Referring expression pointing data:
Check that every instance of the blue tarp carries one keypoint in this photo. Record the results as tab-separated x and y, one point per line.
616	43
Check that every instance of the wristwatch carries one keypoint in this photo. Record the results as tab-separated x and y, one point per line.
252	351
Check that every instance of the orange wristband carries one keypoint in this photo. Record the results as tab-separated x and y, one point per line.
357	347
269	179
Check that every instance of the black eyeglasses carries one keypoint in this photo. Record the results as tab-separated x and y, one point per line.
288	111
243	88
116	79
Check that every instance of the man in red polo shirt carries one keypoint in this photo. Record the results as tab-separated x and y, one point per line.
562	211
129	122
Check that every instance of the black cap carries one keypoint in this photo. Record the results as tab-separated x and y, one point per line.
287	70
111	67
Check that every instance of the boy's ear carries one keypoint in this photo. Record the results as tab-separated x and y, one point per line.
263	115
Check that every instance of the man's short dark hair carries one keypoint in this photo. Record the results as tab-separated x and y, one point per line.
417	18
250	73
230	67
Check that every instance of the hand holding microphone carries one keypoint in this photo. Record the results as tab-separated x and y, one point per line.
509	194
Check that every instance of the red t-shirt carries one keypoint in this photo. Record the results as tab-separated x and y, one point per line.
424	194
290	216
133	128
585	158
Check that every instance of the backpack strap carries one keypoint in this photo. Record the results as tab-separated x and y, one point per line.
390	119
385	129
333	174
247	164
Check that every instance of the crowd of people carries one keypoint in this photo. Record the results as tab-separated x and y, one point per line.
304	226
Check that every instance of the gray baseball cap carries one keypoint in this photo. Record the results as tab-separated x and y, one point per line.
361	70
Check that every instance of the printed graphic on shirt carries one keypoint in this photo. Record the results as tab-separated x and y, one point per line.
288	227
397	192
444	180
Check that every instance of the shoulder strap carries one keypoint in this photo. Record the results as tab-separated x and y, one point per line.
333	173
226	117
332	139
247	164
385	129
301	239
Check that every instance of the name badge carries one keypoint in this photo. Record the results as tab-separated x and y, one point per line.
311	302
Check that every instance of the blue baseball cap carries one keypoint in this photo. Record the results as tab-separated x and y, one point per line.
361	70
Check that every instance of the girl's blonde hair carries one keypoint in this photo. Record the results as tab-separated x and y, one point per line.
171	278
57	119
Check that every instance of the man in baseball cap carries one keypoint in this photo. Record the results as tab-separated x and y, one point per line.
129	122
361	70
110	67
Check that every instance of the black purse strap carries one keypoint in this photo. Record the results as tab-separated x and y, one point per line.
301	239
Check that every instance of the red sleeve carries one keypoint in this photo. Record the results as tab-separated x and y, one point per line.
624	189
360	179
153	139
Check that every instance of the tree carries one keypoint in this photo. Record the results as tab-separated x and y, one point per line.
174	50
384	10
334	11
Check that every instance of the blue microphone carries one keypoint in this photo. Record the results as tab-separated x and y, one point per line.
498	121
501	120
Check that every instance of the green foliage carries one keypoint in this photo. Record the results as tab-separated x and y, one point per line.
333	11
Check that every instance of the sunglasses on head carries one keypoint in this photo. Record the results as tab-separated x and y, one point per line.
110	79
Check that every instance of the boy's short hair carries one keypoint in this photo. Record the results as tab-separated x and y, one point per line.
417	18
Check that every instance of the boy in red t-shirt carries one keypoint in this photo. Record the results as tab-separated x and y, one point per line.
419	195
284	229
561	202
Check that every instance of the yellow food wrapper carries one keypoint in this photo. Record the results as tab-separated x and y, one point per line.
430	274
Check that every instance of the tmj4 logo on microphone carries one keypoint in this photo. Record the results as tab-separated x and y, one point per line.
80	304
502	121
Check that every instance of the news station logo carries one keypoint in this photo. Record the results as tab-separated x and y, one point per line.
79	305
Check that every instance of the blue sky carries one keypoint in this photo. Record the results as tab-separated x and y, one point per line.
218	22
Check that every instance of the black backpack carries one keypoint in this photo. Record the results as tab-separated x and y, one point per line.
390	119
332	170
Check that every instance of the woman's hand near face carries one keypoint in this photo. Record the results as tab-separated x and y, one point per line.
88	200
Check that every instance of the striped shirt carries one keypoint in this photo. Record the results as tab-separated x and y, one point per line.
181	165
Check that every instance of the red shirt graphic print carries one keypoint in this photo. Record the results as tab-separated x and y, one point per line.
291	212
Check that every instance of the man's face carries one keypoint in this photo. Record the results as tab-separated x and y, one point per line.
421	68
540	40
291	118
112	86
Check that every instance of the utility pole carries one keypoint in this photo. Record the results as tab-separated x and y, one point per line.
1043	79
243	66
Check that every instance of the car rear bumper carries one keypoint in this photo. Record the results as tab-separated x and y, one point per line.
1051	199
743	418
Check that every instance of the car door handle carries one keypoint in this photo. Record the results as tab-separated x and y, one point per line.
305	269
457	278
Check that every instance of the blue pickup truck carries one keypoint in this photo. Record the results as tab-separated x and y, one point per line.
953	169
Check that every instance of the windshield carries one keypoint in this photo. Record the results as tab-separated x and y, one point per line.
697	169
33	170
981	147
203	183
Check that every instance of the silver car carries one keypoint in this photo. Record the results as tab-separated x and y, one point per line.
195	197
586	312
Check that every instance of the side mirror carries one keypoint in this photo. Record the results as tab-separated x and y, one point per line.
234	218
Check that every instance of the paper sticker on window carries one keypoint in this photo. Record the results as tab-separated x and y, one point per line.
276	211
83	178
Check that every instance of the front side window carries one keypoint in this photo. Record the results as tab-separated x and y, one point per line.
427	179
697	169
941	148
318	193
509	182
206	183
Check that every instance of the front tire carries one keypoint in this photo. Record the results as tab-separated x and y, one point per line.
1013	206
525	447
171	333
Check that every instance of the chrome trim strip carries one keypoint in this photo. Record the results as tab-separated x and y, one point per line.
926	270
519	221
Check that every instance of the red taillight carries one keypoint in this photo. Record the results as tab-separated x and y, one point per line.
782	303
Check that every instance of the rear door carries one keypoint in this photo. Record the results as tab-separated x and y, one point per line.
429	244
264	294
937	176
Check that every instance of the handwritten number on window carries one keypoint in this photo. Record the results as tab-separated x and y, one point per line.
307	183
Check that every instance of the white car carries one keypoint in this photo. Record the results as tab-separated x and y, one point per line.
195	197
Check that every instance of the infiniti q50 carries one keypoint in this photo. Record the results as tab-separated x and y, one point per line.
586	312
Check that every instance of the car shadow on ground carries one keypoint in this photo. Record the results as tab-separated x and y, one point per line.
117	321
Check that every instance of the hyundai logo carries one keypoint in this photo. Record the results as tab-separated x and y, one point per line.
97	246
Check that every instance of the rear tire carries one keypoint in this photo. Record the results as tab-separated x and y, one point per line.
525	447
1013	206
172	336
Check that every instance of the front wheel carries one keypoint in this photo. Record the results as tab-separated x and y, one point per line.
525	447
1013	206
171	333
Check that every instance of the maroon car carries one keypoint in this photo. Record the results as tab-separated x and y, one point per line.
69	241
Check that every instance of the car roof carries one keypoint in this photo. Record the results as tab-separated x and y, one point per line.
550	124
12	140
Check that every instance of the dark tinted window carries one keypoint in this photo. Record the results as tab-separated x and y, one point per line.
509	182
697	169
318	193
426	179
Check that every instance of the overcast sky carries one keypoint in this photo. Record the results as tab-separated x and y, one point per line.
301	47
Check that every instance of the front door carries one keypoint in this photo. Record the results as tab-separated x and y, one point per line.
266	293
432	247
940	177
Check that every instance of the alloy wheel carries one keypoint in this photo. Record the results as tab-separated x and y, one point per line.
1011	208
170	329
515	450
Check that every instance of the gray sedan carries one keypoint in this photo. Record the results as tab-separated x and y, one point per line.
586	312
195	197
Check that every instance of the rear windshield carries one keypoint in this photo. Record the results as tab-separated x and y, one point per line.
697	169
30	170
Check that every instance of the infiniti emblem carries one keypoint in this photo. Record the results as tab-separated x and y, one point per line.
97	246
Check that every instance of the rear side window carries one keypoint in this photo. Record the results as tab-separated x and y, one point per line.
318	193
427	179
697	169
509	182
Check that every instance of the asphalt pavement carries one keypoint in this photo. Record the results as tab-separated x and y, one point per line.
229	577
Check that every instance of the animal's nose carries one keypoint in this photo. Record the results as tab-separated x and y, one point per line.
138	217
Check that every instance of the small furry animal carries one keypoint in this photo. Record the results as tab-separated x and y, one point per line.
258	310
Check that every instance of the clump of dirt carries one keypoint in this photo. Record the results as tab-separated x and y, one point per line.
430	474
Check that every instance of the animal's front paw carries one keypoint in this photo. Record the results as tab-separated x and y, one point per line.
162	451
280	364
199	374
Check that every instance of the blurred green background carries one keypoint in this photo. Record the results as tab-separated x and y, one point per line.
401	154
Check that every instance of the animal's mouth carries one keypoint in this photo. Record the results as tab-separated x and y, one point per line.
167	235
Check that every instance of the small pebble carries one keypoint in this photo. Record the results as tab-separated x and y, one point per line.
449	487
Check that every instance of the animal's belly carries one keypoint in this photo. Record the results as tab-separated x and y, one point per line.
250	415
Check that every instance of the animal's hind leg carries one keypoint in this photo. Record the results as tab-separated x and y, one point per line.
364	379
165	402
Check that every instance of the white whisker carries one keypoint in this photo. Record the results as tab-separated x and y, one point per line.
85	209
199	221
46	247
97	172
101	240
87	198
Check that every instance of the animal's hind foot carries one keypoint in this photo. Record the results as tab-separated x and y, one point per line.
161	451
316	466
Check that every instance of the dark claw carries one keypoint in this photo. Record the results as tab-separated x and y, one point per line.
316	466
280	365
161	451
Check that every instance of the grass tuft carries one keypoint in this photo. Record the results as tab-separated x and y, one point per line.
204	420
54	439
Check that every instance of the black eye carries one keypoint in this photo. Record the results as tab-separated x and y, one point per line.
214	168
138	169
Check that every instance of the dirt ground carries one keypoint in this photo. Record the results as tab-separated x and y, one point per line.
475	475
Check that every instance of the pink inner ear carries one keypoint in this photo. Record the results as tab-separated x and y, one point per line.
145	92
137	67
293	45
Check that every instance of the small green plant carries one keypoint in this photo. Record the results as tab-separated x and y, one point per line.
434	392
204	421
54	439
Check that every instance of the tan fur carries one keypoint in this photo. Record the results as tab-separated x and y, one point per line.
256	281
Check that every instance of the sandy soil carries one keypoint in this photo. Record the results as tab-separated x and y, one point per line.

**DESCRIPTION OF THE TASK:**
Copy nothing except the lines from the one with "Check that every instance of the animal's hind foot" through the end of the records; keep each exactly as it appears, first and last included.

**TASK SOLUTION:**
Check that every instance of the animal's hind foot carries one keypoint in this photo. Record the results as tab-separated x and y, one point per line.
161	451
316	466
Check that every instance of the dark claw carries one keypoint in this photo. Record the results as tab-separated x and y, one point per line.
316	466
280	365
161	451
Check that every instance of the grass tuft carries one keypoint in this photo. Record the results as tab-separated x and y, one point per line.
204	420
54	439
Check that every instance of the black eye carries one keypoint in this photo. Record the results as tab-separated x and y, one point per line.
214	168
138	169
Check that every instance of the dirt ground carries one keypoint in this photo. Record the results as tab-separated x and y, one point per line.
475	475
Check that every instance of the pink inner ear carries one keypoint in this photo. Record the results as tab-separated x and y, one point per line.
145	92
137	67
293	45
Check that every instance of the small green plant carries one keypoint in this photo. Record the results as tab-separated x and y, one point per line.
434	392
204	421
54	439
Check that every instance of the tan fur carries one keypoint in this photo. Record the results as tab-separated x and y, one point per line.
256	281
Check that every instance of the sandy soil carries one keypoint in this photo. Record the results as tab-separated x and y, one point per line.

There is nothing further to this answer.